- GOAL -
Pictures don't belong in the copy. Set down the lines from the one containing "Where can the white neck" through the last line, exactly as they are.

- AVAILABLE RECORDS -
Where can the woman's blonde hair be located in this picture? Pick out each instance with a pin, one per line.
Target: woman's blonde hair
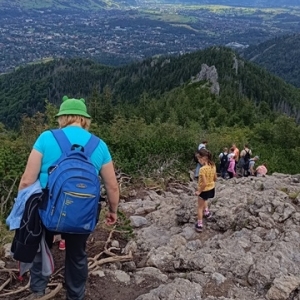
(66, 120)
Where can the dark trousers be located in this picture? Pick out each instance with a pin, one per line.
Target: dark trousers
(76, 269)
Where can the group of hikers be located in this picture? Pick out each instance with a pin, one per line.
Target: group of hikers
(233, 163)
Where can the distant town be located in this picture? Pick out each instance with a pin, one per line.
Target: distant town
(115, 37)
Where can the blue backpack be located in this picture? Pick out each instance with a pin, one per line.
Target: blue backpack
(72, 199)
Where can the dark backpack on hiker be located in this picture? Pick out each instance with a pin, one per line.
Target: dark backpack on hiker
(224, 163)
(246, 160)
(71, 201)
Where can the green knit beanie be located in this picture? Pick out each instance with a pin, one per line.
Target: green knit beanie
(73, 107)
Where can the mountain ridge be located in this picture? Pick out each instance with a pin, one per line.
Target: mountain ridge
(238, 80)
(280, 56)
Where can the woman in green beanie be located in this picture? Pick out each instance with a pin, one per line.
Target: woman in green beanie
(74, 120)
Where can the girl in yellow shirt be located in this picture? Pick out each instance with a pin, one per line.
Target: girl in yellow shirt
(206, 185)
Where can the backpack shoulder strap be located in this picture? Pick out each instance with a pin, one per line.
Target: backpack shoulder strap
(91, 145)
(62, 140)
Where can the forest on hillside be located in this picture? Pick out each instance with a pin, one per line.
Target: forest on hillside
(153, 114)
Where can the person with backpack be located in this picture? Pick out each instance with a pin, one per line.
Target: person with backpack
(67, 162)
(246, 154)
(206, 186)
(251, 165)
(202, 145)
(231, 166)
(224, 162)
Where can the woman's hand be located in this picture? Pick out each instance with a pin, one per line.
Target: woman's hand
(110, 218)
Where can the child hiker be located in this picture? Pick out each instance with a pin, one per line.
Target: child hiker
(206, 186)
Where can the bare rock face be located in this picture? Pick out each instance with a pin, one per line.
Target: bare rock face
(248, 250)
(209, 74)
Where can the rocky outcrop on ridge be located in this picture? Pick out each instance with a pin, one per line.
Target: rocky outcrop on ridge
(250, 250)
(209, 74)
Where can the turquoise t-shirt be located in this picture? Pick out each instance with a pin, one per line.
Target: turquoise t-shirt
(49, 148)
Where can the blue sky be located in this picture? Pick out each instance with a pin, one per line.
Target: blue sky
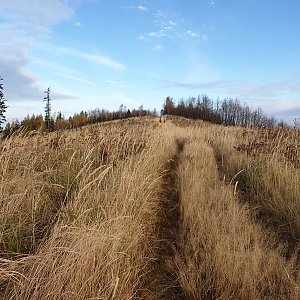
(104, 53)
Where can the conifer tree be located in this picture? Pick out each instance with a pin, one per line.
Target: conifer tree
(47, 107)
(3, 107)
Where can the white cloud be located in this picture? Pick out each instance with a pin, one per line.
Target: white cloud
(115, 84)
(98, 59)
(192, 33)
(142, 8)
(77, 24)
(45, 13)
(157, 48)
(204, 37)
(158, 34)
(25, 23)
(72, 77)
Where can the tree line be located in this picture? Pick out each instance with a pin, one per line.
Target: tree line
(228, 112)
(49, 122)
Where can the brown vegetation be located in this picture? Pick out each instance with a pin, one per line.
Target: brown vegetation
(139, 209)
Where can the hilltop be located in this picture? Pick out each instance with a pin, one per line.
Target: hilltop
(138, 209)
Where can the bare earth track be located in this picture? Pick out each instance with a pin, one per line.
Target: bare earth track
(139, 209)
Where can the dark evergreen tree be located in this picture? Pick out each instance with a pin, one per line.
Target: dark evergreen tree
(3, 107)
(47, 107)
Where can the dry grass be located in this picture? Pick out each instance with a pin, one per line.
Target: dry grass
(136, 209)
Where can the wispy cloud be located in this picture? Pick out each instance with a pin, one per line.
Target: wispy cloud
(158, 34)
(157, 48)
(115, 83)
(72, 77)
(77, 24)
(143, 8)
(192, 33)
(98, 59)
(42, 13)
(173, 26)
(26, 24)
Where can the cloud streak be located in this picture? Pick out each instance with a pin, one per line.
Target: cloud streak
(115, 84)
(97, 59)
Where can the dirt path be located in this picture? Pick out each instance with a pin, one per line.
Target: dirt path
(164, 283)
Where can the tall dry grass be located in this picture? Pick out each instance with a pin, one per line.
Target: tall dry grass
(140, 210)
(222, 253)
(267, 180)
(102, 238)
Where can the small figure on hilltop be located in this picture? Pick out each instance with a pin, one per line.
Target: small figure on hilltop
(162, 118)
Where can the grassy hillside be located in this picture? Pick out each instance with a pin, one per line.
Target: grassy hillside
(138, 209)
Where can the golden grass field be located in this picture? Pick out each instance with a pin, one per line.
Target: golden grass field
(137, 209)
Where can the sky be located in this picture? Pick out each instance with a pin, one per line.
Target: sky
(104, 53)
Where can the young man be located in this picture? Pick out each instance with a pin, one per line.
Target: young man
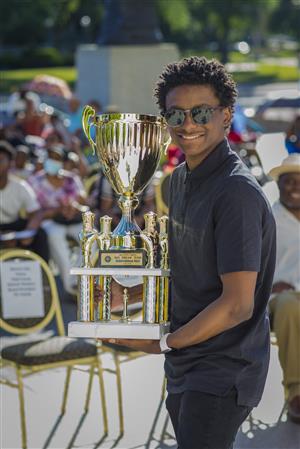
(285, 302)
(222, 257)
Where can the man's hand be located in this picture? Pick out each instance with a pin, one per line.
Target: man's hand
(117, 290)
(148, 346)
(27, 242)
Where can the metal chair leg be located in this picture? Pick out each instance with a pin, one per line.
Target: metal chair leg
(66, 389)
(102, 394)
(22, 407)
(164, 388)
(119, 391)
(88, 395)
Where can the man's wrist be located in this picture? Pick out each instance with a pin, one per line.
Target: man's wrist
(164, 347)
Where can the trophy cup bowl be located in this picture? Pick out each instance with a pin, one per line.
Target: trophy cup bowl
(129, 148)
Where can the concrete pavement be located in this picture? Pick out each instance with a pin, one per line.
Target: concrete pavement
(144, 412)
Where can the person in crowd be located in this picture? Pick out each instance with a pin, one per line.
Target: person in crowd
(61, 197)
(31, 121)
(22, 167)
(222, 258)
(17, 197)
(292, 140)
(285, 300)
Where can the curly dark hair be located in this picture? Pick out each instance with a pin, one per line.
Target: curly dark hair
(197, 70)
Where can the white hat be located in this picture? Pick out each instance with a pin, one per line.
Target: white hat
(291, 164)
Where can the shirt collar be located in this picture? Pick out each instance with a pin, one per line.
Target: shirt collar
(211, 163)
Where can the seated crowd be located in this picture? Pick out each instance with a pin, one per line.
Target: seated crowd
(45, 183)
(43, 187)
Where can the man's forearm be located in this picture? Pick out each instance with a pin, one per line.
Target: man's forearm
(218, 317)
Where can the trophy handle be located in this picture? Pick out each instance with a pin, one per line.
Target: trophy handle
(87, 114)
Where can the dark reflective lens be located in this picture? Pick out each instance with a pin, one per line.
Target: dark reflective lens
(200, 115)
(175, 117)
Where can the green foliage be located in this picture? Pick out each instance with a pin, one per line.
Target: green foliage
(175, 14)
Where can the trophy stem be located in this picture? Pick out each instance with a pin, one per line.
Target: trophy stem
(127, 223)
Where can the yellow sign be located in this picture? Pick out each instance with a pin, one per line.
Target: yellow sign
(122, 258)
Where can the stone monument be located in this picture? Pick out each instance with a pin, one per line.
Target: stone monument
(121, 69)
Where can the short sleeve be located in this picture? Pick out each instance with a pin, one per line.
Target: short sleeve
(29, 199)
(238, 228)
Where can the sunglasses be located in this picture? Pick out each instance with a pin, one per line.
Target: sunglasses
(200, 115)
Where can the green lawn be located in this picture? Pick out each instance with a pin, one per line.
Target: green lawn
(11, 79)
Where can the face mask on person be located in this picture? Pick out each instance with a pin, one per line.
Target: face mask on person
(52, 166)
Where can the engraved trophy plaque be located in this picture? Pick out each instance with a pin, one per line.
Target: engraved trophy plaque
(129, 147)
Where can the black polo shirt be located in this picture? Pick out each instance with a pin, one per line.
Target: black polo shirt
(220, 222)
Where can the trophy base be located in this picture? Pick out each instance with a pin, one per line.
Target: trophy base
(117, 329)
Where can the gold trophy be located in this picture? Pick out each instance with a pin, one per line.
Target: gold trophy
(129, 147)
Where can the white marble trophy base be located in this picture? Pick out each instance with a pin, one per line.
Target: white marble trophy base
(117, 329)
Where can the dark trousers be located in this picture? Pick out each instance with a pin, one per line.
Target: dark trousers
(205, 421)
(39, 243)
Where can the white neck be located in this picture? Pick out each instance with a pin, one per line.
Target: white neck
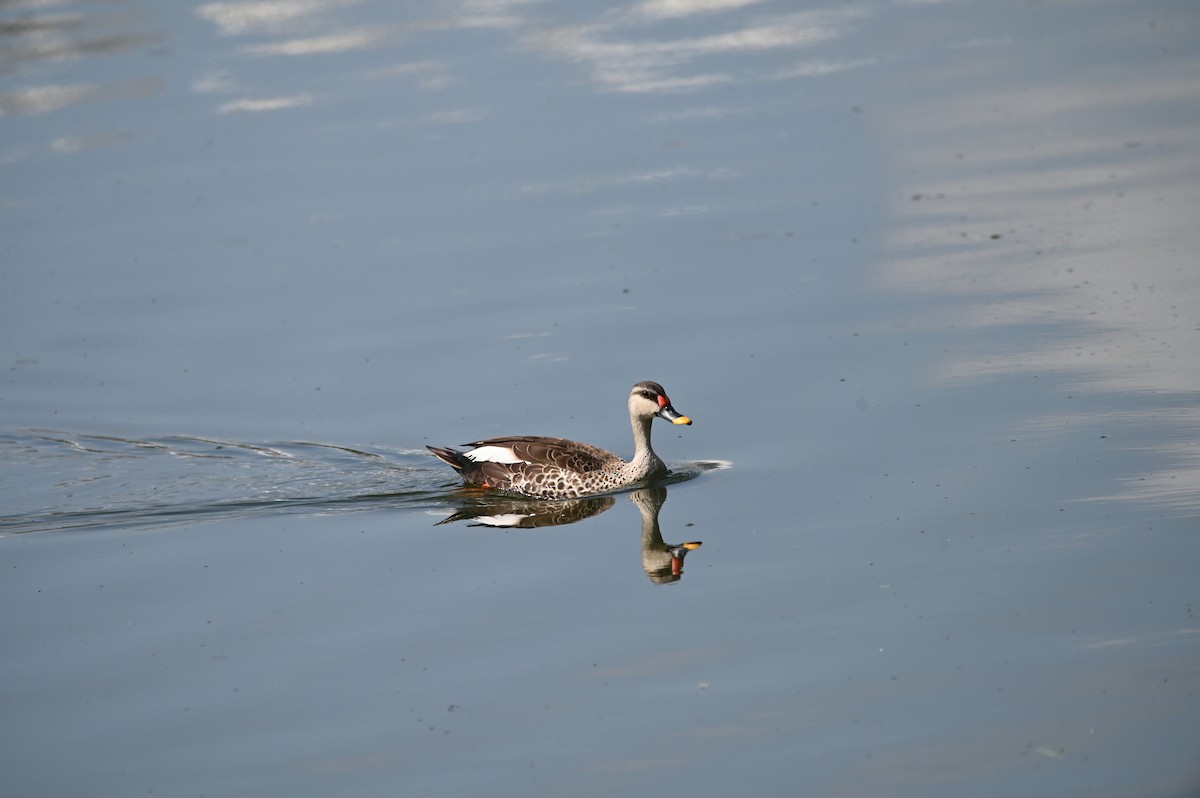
(645, 462)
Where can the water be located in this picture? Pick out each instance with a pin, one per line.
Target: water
(923, 275)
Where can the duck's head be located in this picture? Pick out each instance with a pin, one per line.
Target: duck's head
(647, 400)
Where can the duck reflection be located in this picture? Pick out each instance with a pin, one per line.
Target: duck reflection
(663, 562)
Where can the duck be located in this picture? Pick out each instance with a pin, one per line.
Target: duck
(556, 468)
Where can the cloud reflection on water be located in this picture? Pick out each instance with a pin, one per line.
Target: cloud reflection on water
(1059, 217)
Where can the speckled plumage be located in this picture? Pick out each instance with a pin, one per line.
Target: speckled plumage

- CORRECT ANSWER -
Where can the white neck be located in this picture? Pick out each instance with a pin, one per line.
Target: white neck
(645, 462)
Where can the water be located in this picture? Pick out each instance with a pin, one per line.
Target: water
(923, 275)
Where can the duck's head be located in this picture? Pick out each instance with a pin, one per line.
Target: duck's head
(647, 400)
Where can the duck reflection be located in this picture? Pick out each instance with a pin, one per line.
Target: duck reflection
(663, 562)
Where can the duck be located in this picture? Pick out each instance with a pin, one per line.
Target: duck
(556, 468)
Where can the cloud reflection on water be located in this picture? Pick out each instance with a pin, one per line.
Target: cloud reflection on water
(1059, 217)
Where can the speckled plumage be located in this picture? Pick out each instance with a pin, one per line.
Target: speckled plumage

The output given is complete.